ЗАДАНИЕ 1 |
Оформите в виде JSON-списка строки разметки от строки с «I would be grateful if you could indicate the paved» до строки с «Query: paved path» включительно: каждая строка становится отдельной строкой списка, пустые пропустите.

ИСХОДНЫЙ ТЕКСТ |
# # # # # # #
Если бы Соня оставалась на свободе, ее товарищей уже не было бы в живых. Накануне того дня, когда ее арестовали, другим обвиняемым (их в то время было четверо) уже вручили обвинительный акт. Теперь началось дополнительное следствие, составление дополнительного акта, а это требовало времени.,
17 марта арестовали Кибальчича, и опять началась следственная горячка.
Кибальчича водворили по соседству с Соней, но при существовавших обстоятельствах о перестукивании не могло быть и речи.
Здесь, в камере № 2, воспользовавшись тем, что у него, наконец, появилось свободное время — на воле не до того было, — Кибальчич взялся за свой давно заброшенный «проект воздухоплавательного прибора».
«Находясь в заключении, — написал он, — за несколько дней до своей смерти, я пишу этот проект. Я верю в осуществимость моей идеи, и эта вера поддерживает меня в моем ужасном положении.
Если же моя идея после тщательного обсуждения учеными-специалистами будет признана исполнимой, то я буду счастлив тем, что окажу громадную услугу родине и человечеству. Я спокойно тогда встречу смерть, зная, что моя идея не погибнет вместе со мной, а будет существовать среди Человечества, для которого я готов был пожертвовать своей жизнью. Поэтому я умоляю тех ученых, которые будут рассматривать мой проект, отнестись к нему как можно серьезнее и добросовестнее и дать мне на него ответ как можно скорее».
(На донесении по этому поводу начальника жандармского управления генерала Комарова государственной полиции, кроме слов «приобщить к делу о 1 марта», есть пометка, которая говорит сама за себя: «давать это на рассмотрение ученых теперь, вряд ли будет своевременно и может вызвать только неуместные толки».
22 марта Соня написала матери письмо. «Дорогая моя, неоцененная мамуля! Меня все давит и мучает мысль, что с тобой. Дорогая моя, умоляю тебя, успокойся, не мучь себя из-за меня, побереги себя ради всех окружающих тебя и ради меня также. Я о своей участи нисколько не горюю, совершенно спокойно встречаю ее, так как давно знала и ожидала, что рано или поздно так будет. И, право же, милая моя мамуля, она вовсе не такая мрачная. Я жила так, как подсказывали мне мои убеждения; поступать же против них я была не в состоянии, поэтому со спокойной совестью ожидаю все, предстоящее мне. И единственно, что тяжелым гнетом лежит на мне, это твое горе, моя неоцененная; это одно меня терзает, и я не знаю, что бы я дала, чтобы облегчить его. Голубонька моя, мамочка, вспомни, что около тебя есть еще громадная семья, и малые и большие, для которых для всех ты нужна, как великая, своей нравственной силой. Я всегда от души сожалела, что я не могу дойти до той нравственной высоты, на которой ты стоишь; но во всякие минуты колебания твой образ меня всегда поддерживал. В своей глубокой привязанности к тебе я не стану уверять, так как ты знаешь, что с самого детства ты была всегда моею самой постоянной и высокой любовью. Беспокойство о тебе было для меня всегда самым большим горем. Я надеюсь, родная моя, что ты успокоишься, простишь хоть частью все то горе, что я тебе причиняю, и не станешь меня сильно бранить; твой упрек единственно для меня тягостный.
# # # # # # #
[Строки разметки положений]
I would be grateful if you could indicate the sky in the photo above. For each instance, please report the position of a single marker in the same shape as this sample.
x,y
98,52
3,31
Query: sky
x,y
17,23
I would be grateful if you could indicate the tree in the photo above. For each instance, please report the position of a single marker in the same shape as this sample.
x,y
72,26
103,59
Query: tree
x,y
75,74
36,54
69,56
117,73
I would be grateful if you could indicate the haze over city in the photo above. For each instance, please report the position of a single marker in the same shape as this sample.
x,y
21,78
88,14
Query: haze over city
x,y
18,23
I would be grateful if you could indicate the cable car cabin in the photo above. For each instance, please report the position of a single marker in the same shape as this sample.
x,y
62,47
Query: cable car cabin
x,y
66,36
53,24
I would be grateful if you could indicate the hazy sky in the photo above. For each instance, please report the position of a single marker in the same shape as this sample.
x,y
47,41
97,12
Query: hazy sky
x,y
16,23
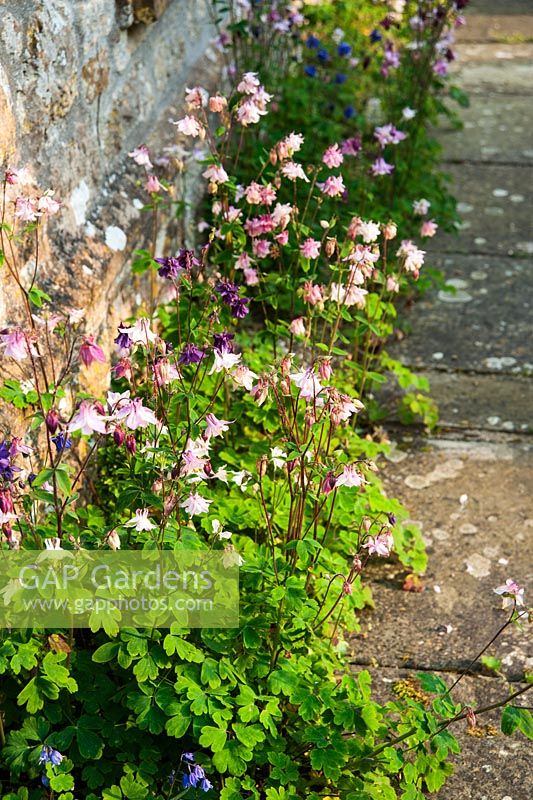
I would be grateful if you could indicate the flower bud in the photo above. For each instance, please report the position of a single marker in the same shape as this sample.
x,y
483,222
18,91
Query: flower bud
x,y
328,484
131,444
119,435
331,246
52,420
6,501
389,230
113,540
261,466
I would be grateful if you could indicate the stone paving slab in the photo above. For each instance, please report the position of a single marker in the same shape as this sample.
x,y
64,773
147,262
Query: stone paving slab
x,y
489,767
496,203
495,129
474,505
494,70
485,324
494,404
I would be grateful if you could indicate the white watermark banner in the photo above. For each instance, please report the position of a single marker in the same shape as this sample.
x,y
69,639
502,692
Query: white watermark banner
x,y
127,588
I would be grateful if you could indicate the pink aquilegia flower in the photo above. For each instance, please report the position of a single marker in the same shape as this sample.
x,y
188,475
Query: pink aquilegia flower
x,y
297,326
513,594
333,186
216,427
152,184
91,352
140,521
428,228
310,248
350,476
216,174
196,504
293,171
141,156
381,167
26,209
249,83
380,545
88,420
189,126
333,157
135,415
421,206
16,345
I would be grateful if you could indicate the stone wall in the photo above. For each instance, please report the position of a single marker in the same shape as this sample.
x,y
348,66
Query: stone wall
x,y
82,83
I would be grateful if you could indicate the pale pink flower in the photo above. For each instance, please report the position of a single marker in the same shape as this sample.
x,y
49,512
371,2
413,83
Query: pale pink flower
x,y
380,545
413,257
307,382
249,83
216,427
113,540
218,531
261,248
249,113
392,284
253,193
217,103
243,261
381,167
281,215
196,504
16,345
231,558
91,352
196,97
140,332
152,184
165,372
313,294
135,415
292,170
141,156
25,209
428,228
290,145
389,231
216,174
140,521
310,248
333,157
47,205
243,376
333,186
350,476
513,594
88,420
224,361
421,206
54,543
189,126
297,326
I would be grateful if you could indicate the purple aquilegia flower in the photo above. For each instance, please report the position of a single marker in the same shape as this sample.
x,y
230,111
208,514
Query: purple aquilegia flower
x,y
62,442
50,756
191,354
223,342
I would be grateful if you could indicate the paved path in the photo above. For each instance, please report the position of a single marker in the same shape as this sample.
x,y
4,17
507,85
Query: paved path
# # # # # # #
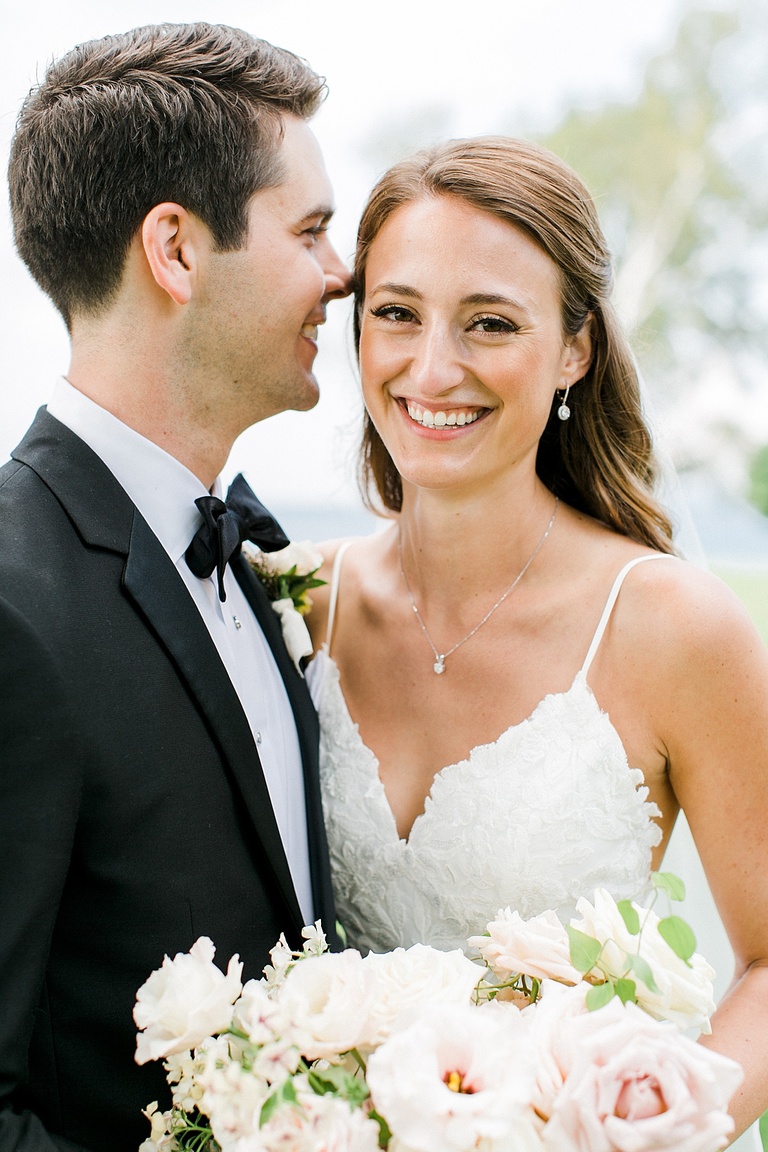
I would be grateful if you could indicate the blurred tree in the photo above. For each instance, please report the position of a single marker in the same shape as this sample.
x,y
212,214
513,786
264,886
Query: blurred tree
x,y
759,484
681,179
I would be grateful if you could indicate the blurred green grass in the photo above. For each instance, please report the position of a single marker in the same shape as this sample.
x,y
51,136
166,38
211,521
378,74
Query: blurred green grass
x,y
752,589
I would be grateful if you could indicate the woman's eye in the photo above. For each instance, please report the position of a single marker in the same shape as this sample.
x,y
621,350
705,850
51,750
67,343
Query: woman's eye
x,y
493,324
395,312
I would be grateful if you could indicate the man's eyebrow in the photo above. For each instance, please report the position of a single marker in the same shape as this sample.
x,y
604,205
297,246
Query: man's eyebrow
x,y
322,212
# # # # # # #
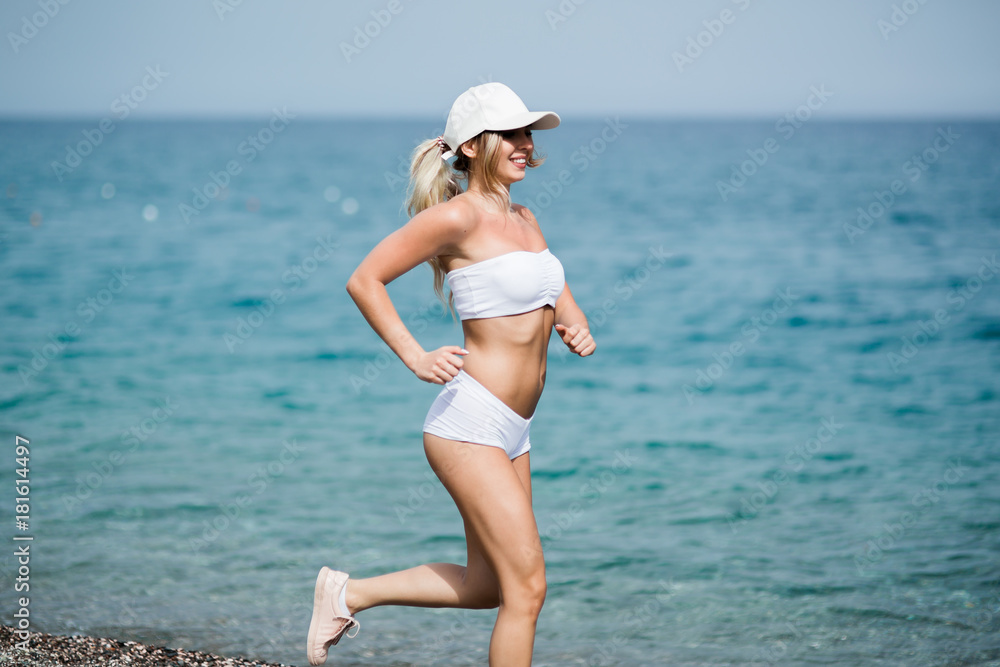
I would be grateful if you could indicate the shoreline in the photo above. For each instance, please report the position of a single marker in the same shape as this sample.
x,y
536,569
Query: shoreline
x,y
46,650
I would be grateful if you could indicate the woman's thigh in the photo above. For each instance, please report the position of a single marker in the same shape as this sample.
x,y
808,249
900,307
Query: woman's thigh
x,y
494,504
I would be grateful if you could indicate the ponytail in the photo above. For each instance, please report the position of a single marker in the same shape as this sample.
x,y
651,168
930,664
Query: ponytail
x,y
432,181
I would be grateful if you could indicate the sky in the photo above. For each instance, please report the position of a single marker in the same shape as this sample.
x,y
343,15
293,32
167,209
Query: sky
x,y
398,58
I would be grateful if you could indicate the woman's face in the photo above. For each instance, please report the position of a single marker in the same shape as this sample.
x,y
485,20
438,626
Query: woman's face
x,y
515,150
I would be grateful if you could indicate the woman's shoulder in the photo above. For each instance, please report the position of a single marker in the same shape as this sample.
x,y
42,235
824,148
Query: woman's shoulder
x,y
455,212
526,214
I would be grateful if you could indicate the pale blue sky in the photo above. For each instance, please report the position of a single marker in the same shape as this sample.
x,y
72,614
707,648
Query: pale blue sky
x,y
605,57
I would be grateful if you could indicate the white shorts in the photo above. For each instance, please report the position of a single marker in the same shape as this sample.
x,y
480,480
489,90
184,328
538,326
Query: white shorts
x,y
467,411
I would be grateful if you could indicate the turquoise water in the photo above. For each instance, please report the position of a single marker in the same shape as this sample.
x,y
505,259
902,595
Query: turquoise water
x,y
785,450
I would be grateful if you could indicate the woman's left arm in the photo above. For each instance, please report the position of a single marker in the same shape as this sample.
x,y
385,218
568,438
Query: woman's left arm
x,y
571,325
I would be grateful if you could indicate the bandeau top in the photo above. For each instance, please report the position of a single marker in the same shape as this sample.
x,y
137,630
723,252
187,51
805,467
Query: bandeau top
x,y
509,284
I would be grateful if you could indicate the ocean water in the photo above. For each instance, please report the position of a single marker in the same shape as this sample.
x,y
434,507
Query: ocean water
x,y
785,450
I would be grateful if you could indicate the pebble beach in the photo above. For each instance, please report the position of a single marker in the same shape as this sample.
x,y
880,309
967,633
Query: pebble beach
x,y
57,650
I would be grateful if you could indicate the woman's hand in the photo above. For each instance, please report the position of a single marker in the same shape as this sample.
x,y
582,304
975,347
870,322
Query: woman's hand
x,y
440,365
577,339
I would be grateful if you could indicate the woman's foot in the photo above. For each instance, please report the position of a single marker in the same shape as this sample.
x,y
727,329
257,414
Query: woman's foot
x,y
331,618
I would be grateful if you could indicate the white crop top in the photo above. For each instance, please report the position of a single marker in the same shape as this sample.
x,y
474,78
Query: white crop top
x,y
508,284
# # # # # # #
ЗАДАНИЕ 2 |
Выведите без изменений фрагмент исходного текста от слов «Если бы Соня» до слов «моем ужасном положении.» включительно.

РЕШЕНИЕ 1 |
[
  "I would be grateful if you could indicate the paved path in the photo above. For each instance, please report the position of a single marker in the same shape as this sample.",
  "x,y",
  "4,17",
  "507,85",
  "Query: paved path"
]

РЕШЕНИЕ 2 |
Если бы Соня оставалась на свободе, ее товарищей уже не было бы в живых. Накануне того дня, когда ее арестовали, другим обвиняемым (их в то время было четверо) уже вручили обвинительный акт. Теперь началось дополнительное следствие, составление дополнительного акта, а это требовало времени.,
17 марта арестовали Кибальчича, и опять началась следственная горячка.
Кибальчича водворили по соседству с Соней, но при существовавших обстоятельствах о перестукивании не могло быть и речи.
Здесь, в камере № 2, воспользовавшись тем, что у него, наконец, появилось свободное время — на воле не до того было, — Кибальчич взялся за свой давно заброшенный «проект воздухоплавательного прибора».
«Находясь в заключении, — написал он, — за несколько дней до своей смерти, я пишу этот проект. Я верю в осуществимость моей идеи, и эта вера поддерживает меня в моем ужасном положении.